* [Instructions for the task]:
Reproduce every record exactly.

* [Material for the task]:
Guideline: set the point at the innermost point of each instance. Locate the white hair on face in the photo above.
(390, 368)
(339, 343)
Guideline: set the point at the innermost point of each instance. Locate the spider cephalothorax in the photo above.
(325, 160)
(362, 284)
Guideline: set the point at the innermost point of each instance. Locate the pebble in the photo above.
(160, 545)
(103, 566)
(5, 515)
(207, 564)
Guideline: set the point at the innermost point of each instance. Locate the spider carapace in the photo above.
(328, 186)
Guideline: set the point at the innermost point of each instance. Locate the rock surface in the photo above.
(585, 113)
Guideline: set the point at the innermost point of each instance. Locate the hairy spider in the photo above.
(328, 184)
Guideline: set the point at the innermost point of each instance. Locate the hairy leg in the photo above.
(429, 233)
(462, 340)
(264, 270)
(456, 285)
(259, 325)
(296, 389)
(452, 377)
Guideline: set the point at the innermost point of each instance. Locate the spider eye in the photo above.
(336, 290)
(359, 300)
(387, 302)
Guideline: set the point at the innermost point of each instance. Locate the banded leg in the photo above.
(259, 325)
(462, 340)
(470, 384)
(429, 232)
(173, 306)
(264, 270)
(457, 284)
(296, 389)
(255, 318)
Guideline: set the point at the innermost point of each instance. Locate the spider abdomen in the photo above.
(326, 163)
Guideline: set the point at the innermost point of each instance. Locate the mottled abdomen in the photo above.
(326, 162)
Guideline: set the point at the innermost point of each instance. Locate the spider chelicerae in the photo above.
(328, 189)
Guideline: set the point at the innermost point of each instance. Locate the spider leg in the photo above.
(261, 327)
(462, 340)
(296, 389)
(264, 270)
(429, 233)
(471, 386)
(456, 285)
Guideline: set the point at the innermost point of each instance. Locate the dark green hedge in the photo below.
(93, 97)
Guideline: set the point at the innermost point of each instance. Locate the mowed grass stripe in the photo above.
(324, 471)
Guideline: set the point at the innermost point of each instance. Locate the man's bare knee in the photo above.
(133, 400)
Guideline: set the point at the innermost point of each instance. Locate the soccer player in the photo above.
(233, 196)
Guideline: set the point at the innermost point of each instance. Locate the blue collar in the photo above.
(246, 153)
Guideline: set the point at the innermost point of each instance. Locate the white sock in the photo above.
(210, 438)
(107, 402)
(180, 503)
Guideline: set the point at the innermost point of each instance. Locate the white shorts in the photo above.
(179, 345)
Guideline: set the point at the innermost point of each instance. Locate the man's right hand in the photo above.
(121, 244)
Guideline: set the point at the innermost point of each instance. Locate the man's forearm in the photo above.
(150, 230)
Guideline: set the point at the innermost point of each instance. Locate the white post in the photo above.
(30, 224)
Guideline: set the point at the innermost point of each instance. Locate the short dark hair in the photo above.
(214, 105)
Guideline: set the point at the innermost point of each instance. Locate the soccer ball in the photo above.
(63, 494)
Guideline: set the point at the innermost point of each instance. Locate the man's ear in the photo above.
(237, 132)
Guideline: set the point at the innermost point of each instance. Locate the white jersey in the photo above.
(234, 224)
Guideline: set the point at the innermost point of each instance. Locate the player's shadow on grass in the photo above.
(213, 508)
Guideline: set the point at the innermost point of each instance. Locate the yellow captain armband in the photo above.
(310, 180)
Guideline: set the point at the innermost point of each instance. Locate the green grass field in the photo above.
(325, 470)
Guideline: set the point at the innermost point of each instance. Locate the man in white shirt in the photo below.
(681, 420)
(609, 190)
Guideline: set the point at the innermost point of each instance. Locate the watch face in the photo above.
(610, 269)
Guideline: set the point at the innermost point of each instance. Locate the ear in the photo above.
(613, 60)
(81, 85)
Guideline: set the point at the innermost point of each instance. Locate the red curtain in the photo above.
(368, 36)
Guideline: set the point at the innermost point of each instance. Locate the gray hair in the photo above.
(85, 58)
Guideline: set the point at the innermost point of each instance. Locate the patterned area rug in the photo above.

* [Result of this exercise]:
Guideline: set the point at the innermost point of each instance. Locate the white hair on face in the photo above.
(390, 368)
(339, 343)
Guideline: set the point at the innermost point of each instance. Locate the spider cephalothorax in the photo above.
(325, 160)
(362, 284)
Guideline: set the point at the innermost point of each instance. Locate the pebble in the photo above.
(160, 545)
(103, 566)
(5, 515)
(207, 564)
Guideline: set the point at the innermost point of each instance. Locate the spider carapace in the photo above.
(328, 186)
Guideline: set the point at the innermost point of each instance. Locate the rock surface in the photo above.
(585, 113)
Guideline: set the point at the innermost point of each instance. Locate the hairy spider in the photo above.
(328, 184)
Guideline: set the point at the innermost point of each instance. Locate the hairy leg in the photo above.
(429, 233)
(462, 340)
(264, 270)
(456, 285)
(259, 325)
(296, 389)
(452, 377)
Guideline: set the point at the innermost point of each instance. Locate the spider eye in the photo above.
(336, 290)
(359, 300)
(387, 302)
Guideline: set the point at the innermost point of each instance. Locate the banded leg in the photo above.
(259, 325)
(462, 340)
(470, 384)
(429, 232)
(173, 306)
(264, 270)
(457, 284)
(296, 389)
(255, 318)
Guideline: set the point at the innermost point of each instance. Locate the spider abdomen in the photo above.
(326, 163)
Guideline: set the point at the innermost point of each instance. Locate the mottled abdomen in the photo above.
(326, 162)
Guideline: set the point at the innermost point of each instance. Locate the spider chelicerae in the photo above.
(328, 189)
Guideline: set the point at the innermost point of each instance. Locate the spider leg in the photo above.
(261, 327)
(462, 340)
(296, 389)
(264, 270)
(429, 233)
(471, 386)
(456, 285)
Guideline: set the point at the innermost point of each instance. Locate the dark green hedge in the photo below.
(93, 97)
Guideline: set the point at the innermost point of each instance. Locate the mowed grass stripe in the photo above.
(324, 471)
Guideline: set the point at the innermost point of each instance. Locate the man's bare knee in the photo above.
(133, 400)
Guideline: set the point at the innermost point of each instance. Locate the soccer player in the photo above.
(233, 196)
Guideline: set the point at the innermost point of each instance. Locate the blue collar in the photo above.
(246, 153)
Guideline: set the point at the innermost point of each instance. Locate the white sock in the photo above.
(210, 438)
(107, 402)
(180, 503)
Guideline: set the point at the innermost point of each instance. Locate the white shorts in the photo above.
(179, 345)
Guideline: set the point at the innermost point of each instance. Locate the man's right hand in the photo above.
(121, 244)
Guideline: set the point at the innermost point of each instance. Locate the man's forearm in the photo above.
(150, 230)
Guideline: set the point at the innermost point of each instance. Locate the white post in the photo above.
(30, 224)
Guideline: set the point at the innermost point of each instance. Locate the short dark hair in the photo above.
(214, 105)
Guideline: set the point at the innermost point of each instance. Locate the soccer ball in the photo above.
(63, 494)
Guideline: set the point at the innermost point of each instance. Locate the man's ear in the photo above.
(237, 132)
Guideline: set the point at the innermost point of each instance. Locate the white jersey in the photo above.
(234, 224)
Guideline: set the point at the innermost point of each instance. Locate the player's shadow on grass in the photo above.
(213, 508)
Guideline: set the point at the innermost point of each instance. Locate the yellow captain armband in the photo above.
(310, 180)
Guideline: set the point at the innermost point of each instance. Locate the green grass field in the photo above.
(325, 470)
Guideline: set the point at the innermost point of each instance. Locate the man in white shirt in the photo below.
(681, 420)
(609, 190)
Guideline: set the point at the innermost point of each instance. Locate the watch face in the photo above.
(610, 269)
Guideline: set the point at the innermost point of each instance. Locate the ear in the photo above.
(613, 60)
(81, 85)
Guideline: set the point at the innermost point of each instance. Locate the red curtain in the photo above.
(368, 36)
Guideline: set the point at the innermost point of each instance. Locate the gray hair in the photo above.
(85, 58)
Guideline: set the point at the innermost point of each instance. Locate the patterned area rug in the photo above.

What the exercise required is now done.